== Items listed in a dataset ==
--*--

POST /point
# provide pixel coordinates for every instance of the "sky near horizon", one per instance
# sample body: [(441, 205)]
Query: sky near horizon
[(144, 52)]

--*--

== Problem to work on ==
Format all the entries above as a numbered list, leaving out any blank lines.

== Reply ==
1. POST /point
2. # provide pixel coordinates for every instance of the "sky near horizon", one per instance
3. # sample body: [(441, 205)]
4. Query: sky near horizon
5. [(144, 52)]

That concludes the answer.